Extract:
□ □ □ □ □

2015 Grote Prijs Jef Scherens

Race details
- Dates: 23 August 2015
- Stages: 1
- Distance: 183.3 km (113.9 mi)
- Winning time: 4h 13' 21"

Results
- Winner / Björn Leukemans (BEL)
- Second / Dimitri Claeys (BEL)
- Third / Mark McNally (GBR)

= 2015 Grote Prijs Jef Scherens =

The 2015 Grote Prijs Jef Scherens was the 49th edition of the Grote Prijs Jef Scherens cycle race and was held on 23 August 2015. The race started and finished in Leuven. The race was won by Björn Leukemans.

□ □ □ □ □

Dataset excerpt:
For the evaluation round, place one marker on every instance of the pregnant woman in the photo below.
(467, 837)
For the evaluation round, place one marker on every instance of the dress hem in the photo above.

□ □ □ □ □

Set task A: Please output the race text from "Race details" up to and including "by Björn Leukemans.".
Set task B: According to the race text, in which town did the race start and finish?
The data stands apart from the race text.

Worked answer A:
Race details
- Dates: 23 August 2015
- Stages: 1
- Distance: 183.3 km (113.9 mi)
- Winning time: 4h 13' 21"

Results
- Winner / Björn Leukemans (BEL)
- Second / Dimitri Claeys (BEL)
- Third / Mark McNally (GBR)

= 2015 Grote Prijs Jef Scherens =

The 2015 Grote Prijs Jef Scherens was the 49th edition of the Grote Prijs Jef Scherens cycle race and was held on 23 August 2015. The race started and finished in Leuven. The race was won by Björn Leukemans.

Worked answer B: Leuven.